-- Objective --
Render the lines below as a numbered list, omitting any blank lines.

start

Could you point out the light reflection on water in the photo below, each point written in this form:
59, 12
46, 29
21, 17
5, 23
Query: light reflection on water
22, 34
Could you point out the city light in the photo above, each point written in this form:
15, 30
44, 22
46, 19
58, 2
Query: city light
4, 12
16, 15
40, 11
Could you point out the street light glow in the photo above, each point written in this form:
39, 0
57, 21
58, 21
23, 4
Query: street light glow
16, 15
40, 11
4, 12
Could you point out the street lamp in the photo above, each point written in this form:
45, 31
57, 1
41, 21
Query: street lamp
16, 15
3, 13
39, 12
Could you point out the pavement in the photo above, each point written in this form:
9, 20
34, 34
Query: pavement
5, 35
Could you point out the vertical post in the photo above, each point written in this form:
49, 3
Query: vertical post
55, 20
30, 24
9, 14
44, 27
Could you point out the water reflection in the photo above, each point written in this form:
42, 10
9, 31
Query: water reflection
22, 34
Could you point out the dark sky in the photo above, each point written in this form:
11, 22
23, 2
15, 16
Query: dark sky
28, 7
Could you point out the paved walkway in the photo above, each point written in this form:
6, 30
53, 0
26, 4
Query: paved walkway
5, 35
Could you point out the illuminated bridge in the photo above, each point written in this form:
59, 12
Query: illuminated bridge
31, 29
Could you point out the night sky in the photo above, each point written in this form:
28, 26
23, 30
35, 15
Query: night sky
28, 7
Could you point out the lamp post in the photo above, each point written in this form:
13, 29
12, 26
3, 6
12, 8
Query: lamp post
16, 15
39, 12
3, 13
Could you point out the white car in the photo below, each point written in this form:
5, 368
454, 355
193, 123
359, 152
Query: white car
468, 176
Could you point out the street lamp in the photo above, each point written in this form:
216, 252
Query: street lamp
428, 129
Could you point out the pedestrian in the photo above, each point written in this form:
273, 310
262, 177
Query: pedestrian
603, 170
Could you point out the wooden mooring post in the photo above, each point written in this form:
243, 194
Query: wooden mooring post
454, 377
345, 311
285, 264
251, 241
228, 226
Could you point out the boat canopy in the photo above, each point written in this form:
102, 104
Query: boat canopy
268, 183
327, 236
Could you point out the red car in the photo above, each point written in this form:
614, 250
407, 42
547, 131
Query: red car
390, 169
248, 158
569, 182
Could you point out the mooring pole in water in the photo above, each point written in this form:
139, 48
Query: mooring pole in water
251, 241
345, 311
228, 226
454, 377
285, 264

end

-- Result for this task --
1. Could you point out the light reflection on water in the photo below, each point written in this form:
2. 59, 12
3. 46, 29
4. 21, 17
5. 5, 23
6. Query: light reflection on water
7. 22, 34
8. Could you point out the city light in the photo above, each point written in this form:
9. 15, 30
10. 44, 22
11. 46, 19
12. 58, 2
13. Query: city light
14. 4, 12
15. 16, 15
16. 40, 11
17. Could you point out the street light glow in the photo above, each point written in this form:
18. 39, 0
19. 57, 21
20. 58, 21
21. 23, 4
22. Query: street light glow
23. 16, 15
24. 40, 11
25. 4, 12
26. Could you point out the street lamp in the photo above, each point written in this form:
27. 45, 31
28. 57, 1
29. 41, 21
30. Query: street lamp
31. 16, 15
32. 3, 13
33. 39, 12
34. Could you point out the pavement in the photo above, each point written in this form:
35. 9, 20
36. 34, 34
37. Query: pavement
38. 5, 35
39. Could you point out the vertical post in the photo above, each point written in this form:
40. 49, 3
41. Query: vertical post
42. 55, 20
43. 30, 24
44. 9, 14
45. 44, 27
46. Could you point out the water reflection in the photo above, each point written in this form:
47. 42, 10
48. 9, 31
49. Query: water reflection
50. 22, 34
51. Could you point out the dark sky in the photo above, each point written in this form:
52. 11, 22
53. 23, 2
54. 15, 16
55. Query: dark sky
56. 28, 7
57. Could you point out the paved walkway in the photo above, each point written in this form:
58. 6, 30
59. 53, 0
60. 26, 4
61. Query: paved walkway
62. 5, 35
63. Could you point out the illuminated bridge in the photo above, each point written in this form:
64. 59, 12
65. Query: illuminated bridge
66. 31, 29
67. Could you point out the night sky in the photo above, each point written in this form:
68. 28, 26
69. 23, 30
70. 35, 15
71. Query: night sky
72. 28, 7
73. Could you point out the lamp post in the photo above, each point written in this form:
74. 13, 29
75. 12, 26
76. 3, 6
77. 12, 8
78. Query: lamp post
79. 16, 15
80. 39, 12
81. 3, 13
82. Could you point out the white car in the photo below, each point written in this form:
83. 5, 368
84. 454, 355
85. 193, 123
86. 359, 152
87. Query: white car
88. 468, 176
89. Could you point out the street lamp in the photo above, each point written in this form:
90. 216, 252
91. Query: street lamp
92. 428, 129
93. Could you point out the pedestrian in the photo above, each point written in this form:
94. 273, 310
95. 262, 177
96. Query: pedestrian
97. 603, 170
98. Could you point out the wooden mooring post in the photo above, each point written in this form:
99. 243, 194
100. Query: wooden mooring post
101. 454, 377
102. 345, 311
103. 285, 264
104. 251, 241
105. 228, 226
106. Could you point out the boat canopy in the photo above, each point written in this form:
107. 102, 104
108. Query: boat canopy
109. 268, 183
110. 327, 236
111. Could you point out the red car in the photo above, each point written in this form:
112. 614, 250
113. 407, 42
114. 547, 131
115. Query: red car
116. 390, 169
117. 248, 158
118. 569, 182
119. Could you point out the mooring pole in water in the photo above, each point written in this form:
120. 139, 48
121. Query: mooring pole in water
122. 251, 241
123. 345, 311
124. 228, 226
125. 454, 377
126. 285, 264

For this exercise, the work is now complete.